WHAT YOU ARE ASKED TO DO:
Leave the images aside and repeat the whole listing exactly.

EXTRACTED MATERIAL:
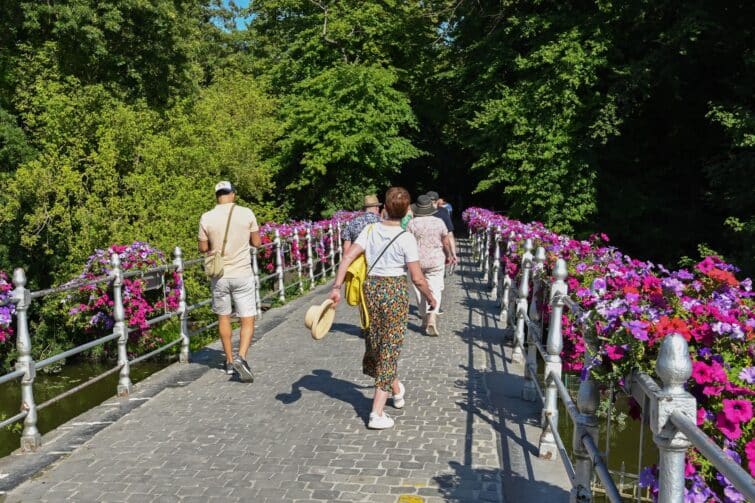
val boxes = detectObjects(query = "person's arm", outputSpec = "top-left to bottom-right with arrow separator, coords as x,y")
407,261 -> 437,310
198,218 -> 210,254
343,240 -> 352,254
249,230 -> 261,248
442,234 -> 456,264
328,243 -> 364,306
447,232 -> 458,262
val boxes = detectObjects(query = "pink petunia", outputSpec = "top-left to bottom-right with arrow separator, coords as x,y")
722,399 -> 753,424
605,344 -> 626,361
716,412 -> 742,440
745,438 -> 755,477
696,407 -> 707,426
684,459 -> 696,477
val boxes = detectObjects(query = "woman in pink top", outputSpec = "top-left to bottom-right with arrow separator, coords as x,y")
406,195 -> 455,335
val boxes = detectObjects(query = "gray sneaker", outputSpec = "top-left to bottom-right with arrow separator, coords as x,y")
233,356 -> 255,383
223,361 -> 235,375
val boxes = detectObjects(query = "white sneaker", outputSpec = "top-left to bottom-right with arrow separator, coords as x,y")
393,382 -> 405,409
368,412 -> 395,429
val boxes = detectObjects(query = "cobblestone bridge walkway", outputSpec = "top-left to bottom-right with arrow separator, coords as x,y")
1,243 -> 569,502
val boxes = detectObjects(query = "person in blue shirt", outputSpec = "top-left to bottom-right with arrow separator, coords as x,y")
343,194 -> 382,254
438,197 -> 453,217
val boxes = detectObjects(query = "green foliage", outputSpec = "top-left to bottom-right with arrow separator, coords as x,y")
16,0 -> 209,106
0,48 -> 281,285
277,63 -> 422,214
0,0 -> 752,282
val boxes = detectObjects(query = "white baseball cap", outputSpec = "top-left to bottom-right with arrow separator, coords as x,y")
214,181 -> 235,194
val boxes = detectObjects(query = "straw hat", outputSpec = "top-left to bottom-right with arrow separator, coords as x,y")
304,299 -> 336,340
363,194 -> 381,208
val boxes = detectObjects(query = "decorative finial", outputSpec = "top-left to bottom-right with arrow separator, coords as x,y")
656,334 -> 692,394
555,259 -> 568,281
535,246 -> 546,263
12,267 -> 26,288
524,238 -> 534,253
174,246 -> 183,258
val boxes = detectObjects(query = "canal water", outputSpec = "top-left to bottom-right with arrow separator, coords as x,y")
0,360 -> 164,457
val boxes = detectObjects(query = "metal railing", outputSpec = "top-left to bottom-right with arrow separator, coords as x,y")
471,227 -> 755,503
0,225 -> 343,453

EXPECTED ANSWER:
val boxes = detectObjects(query = "person's arm", outputSpec = "top-left to bottom-right with arrow separator, coords as x,y")
407,261 -> 437,310
198,218 -> 210,254
343,240 -> 352,254
249,230 -> 261,248
442,234 -> 456,264
328,243 -> 364,306
447,232 -> 458,262
val boxes = detectObjects(query = "pink petunia", outputSpec = "top-left to bottom-right with arrow separator, coords as x,y")
722,399 -> 753,424
605,344 -> 626,361
716,412 -> 742,440
745,438 -> 755,477
696,407 -> 707,426
684,459 -> 696,477
val boxes = detectObjects(query = "woman in pink top", outputSpec = "top-left to bottom-right with arrow separator, coords as x,y")
406,195 -> 455,335
val boxes = detectObjects(query = "gray sneaker", outputSpec = "top-left to bottom-right with arrow separator, coords as x,y")
233,356 -> 255,383
223,361 -> 235,375
val boxes = detectObjects(query = "white sneaker", outputSpec = "top-left to bottom-right with arrow separator, coords as x,y")
393,382 -> 405,409
368,412 -> 395,429
val boxes = detectObjects(query = "cobblestone bridge walkway", outputSpec = "top-left to bottom-right with arrow separator, coords as x,y")
1,243 -> 569,502
val boxes = detectObjects(query = "person in blue shirt", outputSpec = "top-left to bottom-right with arrow separator, coords as x,y")
343,194 -> 382,254
438,197 -> 453,217
val boxes = detectObjects(query = "green foliage", outputSpec = "top-left to bottom-right with arrow separator, coords as x,y")
16,0 -> 209,106
0,48 -> 281,285
277,63 -> 422,214
0,0 -> 752,282
val boxes = detectObjects(query = "white baseball cap", outputSpec = "top-left to bottom-right with arrow separator, coords as x,y")
214,181 -> 235,194
val boxes = detectObjects(query = "straw hat", outputSpec = "top-left to bottom-right with arrow separator, coords as x,y")
304,299 -> 336,340
363,194 -> 381,208
val boxes = detectObjects(query = "decorative finial", outputSpec = "top-left to bottom-right with arrow separator, coords as x,y")
656,334 -> 692,394
555,259 -> 568,281
535,246 -> 546,263
12,267 -> 26,288
524,238 -> 534,253
174,246 -> 183,258
val boxes = detectObjects(query = "canal water", outputSpec = "top-left to bottom-right with arrow separator, coords as x,y")
0,360 -> 164,457
val boxes = detectObjects(query = "metal railing", outputSpec = "top-left to bottom-right with arrow separator, coords as x,y")
471,227 -> 755,503
0,225 -> 343,453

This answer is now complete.